Start LISTED RECORDS

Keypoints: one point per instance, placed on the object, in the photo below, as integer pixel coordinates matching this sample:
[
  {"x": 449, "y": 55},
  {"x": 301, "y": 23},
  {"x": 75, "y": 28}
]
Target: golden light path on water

End LISTED RECORDS

:: WHAT IS NEEDED ::
Write out the entries above word for word.

:: CORRECT OUTPUT ::
Keypoints: one point per instance, placed on the object, in the photo below, as integer pixel coordinates matching this sample:
[
  {"x": 449, "y": 55},
  {"x": 301, "y": 23},
  {"x": 75, "y": 28}
]
Target: golden light path on water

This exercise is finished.